**Requirement**
Make an exact copy of the entries below.

Segment Start: Records provided

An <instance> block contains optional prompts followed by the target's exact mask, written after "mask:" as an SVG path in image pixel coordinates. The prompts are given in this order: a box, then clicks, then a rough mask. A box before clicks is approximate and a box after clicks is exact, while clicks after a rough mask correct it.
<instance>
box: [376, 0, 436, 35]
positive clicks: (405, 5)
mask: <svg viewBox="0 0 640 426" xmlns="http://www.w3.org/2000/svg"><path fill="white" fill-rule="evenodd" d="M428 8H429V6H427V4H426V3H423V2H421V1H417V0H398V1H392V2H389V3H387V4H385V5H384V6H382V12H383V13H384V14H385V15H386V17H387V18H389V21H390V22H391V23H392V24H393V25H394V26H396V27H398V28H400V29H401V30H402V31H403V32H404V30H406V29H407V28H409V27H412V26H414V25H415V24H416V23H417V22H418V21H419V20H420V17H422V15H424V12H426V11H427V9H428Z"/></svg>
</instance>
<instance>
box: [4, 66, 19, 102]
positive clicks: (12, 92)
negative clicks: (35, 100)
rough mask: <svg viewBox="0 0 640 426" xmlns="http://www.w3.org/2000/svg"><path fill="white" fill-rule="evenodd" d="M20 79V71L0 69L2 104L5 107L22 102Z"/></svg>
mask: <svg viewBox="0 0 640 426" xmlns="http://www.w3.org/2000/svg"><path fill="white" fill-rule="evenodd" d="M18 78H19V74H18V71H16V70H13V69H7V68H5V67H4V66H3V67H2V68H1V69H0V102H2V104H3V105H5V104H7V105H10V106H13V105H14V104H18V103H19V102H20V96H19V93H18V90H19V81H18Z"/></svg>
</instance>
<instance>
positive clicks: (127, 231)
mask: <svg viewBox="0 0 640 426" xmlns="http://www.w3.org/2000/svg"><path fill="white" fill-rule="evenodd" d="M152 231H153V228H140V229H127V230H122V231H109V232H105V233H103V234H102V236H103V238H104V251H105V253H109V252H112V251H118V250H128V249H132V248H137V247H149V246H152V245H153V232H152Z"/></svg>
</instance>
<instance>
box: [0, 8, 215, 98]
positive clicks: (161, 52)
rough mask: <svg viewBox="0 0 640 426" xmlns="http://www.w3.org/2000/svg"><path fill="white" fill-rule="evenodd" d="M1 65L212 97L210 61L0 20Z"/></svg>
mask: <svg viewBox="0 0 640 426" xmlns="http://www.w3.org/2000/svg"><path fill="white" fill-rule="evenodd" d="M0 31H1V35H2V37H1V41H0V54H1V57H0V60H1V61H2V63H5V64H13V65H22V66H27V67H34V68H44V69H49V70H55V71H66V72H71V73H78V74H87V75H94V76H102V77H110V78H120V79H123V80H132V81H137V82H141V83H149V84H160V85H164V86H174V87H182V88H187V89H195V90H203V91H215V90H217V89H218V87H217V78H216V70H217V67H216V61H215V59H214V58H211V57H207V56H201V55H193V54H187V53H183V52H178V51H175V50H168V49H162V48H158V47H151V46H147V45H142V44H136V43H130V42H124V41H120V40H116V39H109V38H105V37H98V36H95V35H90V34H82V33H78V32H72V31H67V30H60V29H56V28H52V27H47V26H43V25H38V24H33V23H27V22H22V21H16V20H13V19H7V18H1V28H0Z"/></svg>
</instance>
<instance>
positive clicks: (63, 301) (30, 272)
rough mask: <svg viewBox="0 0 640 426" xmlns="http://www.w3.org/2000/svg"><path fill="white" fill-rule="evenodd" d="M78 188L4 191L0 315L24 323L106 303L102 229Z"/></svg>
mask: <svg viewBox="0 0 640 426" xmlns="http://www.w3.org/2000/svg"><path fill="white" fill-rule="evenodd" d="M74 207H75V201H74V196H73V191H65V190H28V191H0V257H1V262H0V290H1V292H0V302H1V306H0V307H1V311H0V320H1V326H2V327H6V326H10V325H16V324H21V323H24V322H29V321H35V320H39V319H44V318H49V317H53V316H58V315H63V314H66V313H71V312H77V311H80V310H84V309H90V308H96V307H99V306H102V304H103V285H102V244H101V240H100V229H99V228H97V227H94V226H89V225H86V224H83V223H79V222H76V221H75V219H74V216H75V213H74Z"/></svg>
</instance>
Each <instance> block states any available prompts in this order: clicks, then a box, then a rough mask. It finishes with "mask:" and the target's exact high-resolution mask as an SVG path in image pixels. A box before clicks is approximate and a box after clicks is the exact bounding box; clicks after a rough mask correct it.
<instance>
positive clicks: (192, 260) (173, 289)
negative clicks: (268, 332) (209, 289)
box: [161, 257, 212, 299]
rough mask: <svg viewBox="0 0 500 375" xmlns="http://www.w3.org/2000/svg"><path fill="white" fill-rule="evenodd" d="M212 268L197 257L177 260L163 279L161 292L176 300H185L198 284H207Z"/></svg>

Segment End: Records provided

**Final answer**
An <instance> block contains optional prompts followed by the target's exact mask, written after "mask:" as an SVG path in image pixel coordinates. The prompts are given in this order: a box, then clicks, then a rough mask. A box before clicks is approximate and a box after clicks is exact, while clicks after a rough mask correct it.
<instance>
box: [376, 0, 436, 35]
positive clicks: (405, 5)
mask: <svg viewBox="0 0 640 426" xmlns="http://www.w3.org/2000/svg"><path fill="white" fill-rule="evenodd" d="M428 8H429V6H427V4H426V3H423V2H421V1H417V0H398V1H392V2H389V3H387V4H385V5H384V6H382V12H383V13H384V14H385V15H386V17H387V18H389V21H390V22H391V23H392V24H393V25H394V26H396V27H398V28H400V29H401V30H402V31H403V32H404V30H406V29H407V28H409V27H412V26H414V25H415V24H416V23H417V22H418V21H419V20H420V17H422V15H424V12H426V11H427V9H428Z"/></svg>
</instance>
<instance>
box: [4, 66, 19, 102]
positive clicks: (12, 92)
negative clicks: (35, 100)
rough mask: <svg viewBox="0 0 640 426" xmlns="http://www.w3.org/2000/svg"><path fill="white" fill-rule="evenodd" d="M20 79V71L0 69L2 104L5 107L22 102Z"/></svg>
mask: <svg viewBox="0 0 640 426" xmlns="http://www.w3.org/2000/svg"><path fill="white" fill-rule="evenodd" d="M18 78H19V74H18V71H16V70H13V69H7V68H5V67H4V66H3V67H2V68H1V69H0V102H2V104H3V105H5V104H7V105H10V106H13V105H14V104H18V103H19V102H20V96H19V93H18V90H19V81H18Z"/></svg>
</instance>
<instance>
positive clicks: (127, 231)
mask: <svg viewBox="0 0 640 426" xmlns="http://www.w3.org/2000/svg"><path fill="white" fill-rule="evenodd" d="M152 231H153V228H140V229H127V230H122V231H109V232H105V233H103V234H102V236H103V238H104V251H105V253H109V252H112V251H118V250H128V249H132V248H137V247H149V246H152V245H153V232H152Z"/></svg>
</instance>
<instance>
box: [0, 8, 215, 98]
positive clicks: (161, 52)
rough mask: <svg viewBox="0 0 640 426" xmlns="http://www.w3.org/2000/svg"><path fill="white" fill-rule="evenodd" d="M1 65L212 97L210 61L0 20Z"/></svg>
mask: <svg viewBox="0 0 640 426" xmlns="http://www.w3.org/2000/svg"><path fill="white" fill-rule="evenodd" d="M0 31H1V35H2V37H1V41H0V54H1V57H0V60H1V61H2V63H5V64H13V65H22V66H27V67H34V68H44V69H49V70H55V71H66V72H71V73H78V74H87V75H94V76H102V77H110V78H120V79H123V80H132V81H137V82H141V83H149V84H160V85H164V86H174V87H182V88H187V89H195V90H203V91H215V90H217V89H218V87H217V78H216V70H217V67H216V61H215V59H214V58H211V57H207V56H201V55H193V54H187V53H183V52H178V51H175V50H168V49H162V48H158V47H151V46H147V45H142V44H136V43H130V42H124V41H120V40H116V39H109V38H105V37H98V36H95V35H90V34H82V33H78V32H72V31H67V30H60V29H56V28H52V27H47V26H43V25H38V24H33V23H27V22H22V21H16V20H13V19H7V18H1V28H0Z"/></svg>
</instance>
<instance>
positive clicks: (63, 301) (30, 272)
rough mask: <svg viewBox="0 0 640 426" xmlns="http://www.w3.org/2000/svg"><path fill="white" fill-rule="evenodd" d="M78 188L4 191L0 315L24 323L106 303L102 229Z"/></svg>
mask: <svg viewBox="0 0 640 426" xmlns="http://www.w3.org/2000/svg"><path fill="white" fill-rule="evenodd" d="M74 207H75V201H74V196H73V191H65V190H28V191H0V257H1V262H0V290H1V292H0V302H1V306H0V307H1V311H0V320H1V326H2V327H6V326H10V325H16V324H21V323H24V322H29V321H35V320H39V319H44V318H49V317H53V316H58V315H63V314H66V313H71V312H77V311H80V310H84V309H90V308H96V307H99V306H102V304H103V285H102V244H101V240H100V229H99V228H97V227H94V226H89V225H86V224H83V223H79V222H76V221H75V219H74V216H75V213H74Z"/></svg>
</instance>
Each <instance> block states any available prompts in this order: clicks, then a box, then a rough mask. It finishes with "mask:" and the target's exact high-resolution mask as an SVG path in image pixels. A box before clicks is approximate and a box after clicks is the exact bounding box; clicks after a rough mask correct it.
<instance>
positive clicks: (192, 260) (173, 289)
negative clicks: (268, 332) (209, 289)
box: [161, 257, 212, 299]
rough mask: <svg viewBox="0 0 500 375" xmlns="http://www.w3.org/2000/svg"><path fill="white" fill-rule="evenodd" d="M212 268L197 257L177 260L163 279L161 292L176 300H185L198 284H207Z"/></svg>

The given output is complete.